OBJECTIVE 1
Revise the part of the passage on the purpose of the US military that opens with the words containing "The purpose of" and closes with "great warm fuzzy.", putting "public" in place of "general populace".
OBJECTIVE 2
According to the passage on the purpose of the US military, what does the general populace believe the military exists to defend? List each of them.

***** EXTRACT

The purpose of the US military, as generally accepted by the general populace, is to defend the People, Freedom, Liberty (if they even know what that means), and our way of life. That’s a great warm fuzzy.
The legal purpose may be similar, but not quite. The difference is enough to take note of, especially in political arguments where ideology becomes a reason instead of a guideline.
On August 14, 2003, I took the Oath of Enlistment to join the US military. You swear the Oath to a commissioned officer (legally, a delegated representative of the US President’s authority as the Commander-In-Chief):
I, (state your full name), do solemnly swear (or affirm) that I will support and defend the Constitution of the United States against all enemies, foreign and domestic; that I will bear true faith and allegiance to the same; and that I will obey the orders of the President of the United States and the orders of the officers appointed over me, according to regulations and the Uniform Code of Military Justice. (So help me God.)

**********
***** ROWS

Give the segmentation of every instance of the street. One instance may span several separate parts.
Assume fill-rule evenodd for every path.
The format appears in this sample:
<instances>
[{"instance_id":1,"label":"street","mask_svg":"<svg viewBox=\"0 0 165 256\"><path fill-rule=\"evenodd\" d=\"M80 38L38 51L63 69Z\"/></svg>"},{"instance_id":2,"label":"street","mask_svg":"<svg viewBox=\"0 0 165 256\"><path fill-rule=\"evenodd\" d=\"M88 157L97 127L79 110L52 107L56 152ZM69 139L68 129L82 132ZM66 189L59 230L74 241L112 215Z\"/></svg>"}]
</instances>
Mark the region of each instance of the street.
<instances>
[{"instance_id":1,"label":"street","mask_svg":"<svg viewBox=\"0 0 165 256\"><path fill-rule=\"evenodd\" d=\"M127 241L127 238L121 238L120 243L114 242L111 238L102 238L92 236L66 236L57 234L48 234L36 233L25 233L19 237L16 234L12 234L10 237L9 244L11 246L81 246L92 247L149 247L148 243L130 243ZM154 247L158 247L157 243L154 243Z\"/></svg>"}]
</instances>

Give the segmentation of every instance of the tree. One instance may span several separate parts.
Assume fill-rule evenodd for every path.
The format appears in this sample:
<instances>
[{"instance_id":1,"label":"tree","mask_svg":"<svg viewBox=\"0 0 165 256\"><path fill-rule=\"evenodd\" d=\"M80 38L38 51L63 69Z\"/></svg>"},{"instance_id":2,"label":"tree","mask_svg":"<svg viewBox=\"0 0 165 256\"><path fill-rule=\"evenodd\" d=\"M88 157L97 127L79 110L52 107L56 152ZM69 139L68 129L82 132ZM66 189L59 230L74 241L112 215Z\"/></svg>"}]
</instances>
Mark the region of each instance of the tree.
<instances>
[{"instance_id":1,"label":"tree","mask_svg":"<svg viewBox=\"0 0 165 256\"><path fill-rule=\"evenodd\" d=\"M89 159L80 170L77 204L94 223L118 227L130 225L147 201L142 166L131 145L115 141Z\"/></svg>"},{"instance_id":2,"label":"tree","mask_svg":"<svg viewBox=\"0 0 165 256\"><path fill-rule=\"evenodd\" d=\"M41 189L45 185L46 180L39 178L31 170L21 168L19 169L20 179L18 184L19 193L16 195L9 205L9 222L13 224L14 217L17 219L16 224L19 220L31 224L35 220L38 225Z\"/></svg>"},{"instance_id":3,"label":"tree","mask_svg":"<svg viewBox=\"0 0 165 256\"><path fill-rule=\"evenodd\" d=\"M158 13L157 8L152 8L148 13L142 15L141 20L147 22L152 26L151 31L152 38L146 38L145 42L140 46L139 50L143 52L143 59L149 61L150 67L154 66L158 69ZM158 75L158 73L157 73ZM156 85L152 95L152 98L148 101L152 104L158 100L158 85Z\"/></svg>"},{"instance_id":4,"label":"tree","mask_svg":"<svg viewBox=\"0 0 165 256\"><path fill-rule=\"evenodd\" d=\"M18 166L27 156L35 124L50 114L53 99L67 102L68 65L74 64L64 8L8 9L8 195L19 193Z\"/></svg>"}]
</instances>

**********

WORKED SOLUTION 1
The purpose of the US military, as generally accepted by the public, is to defend the People, Freedom, Liberty (if they even know what that means), and our way of life. That’s a great warm fuzzy.

WORKED SOLUTION 2
- the People
- Freedom
- Liberty
- our way of life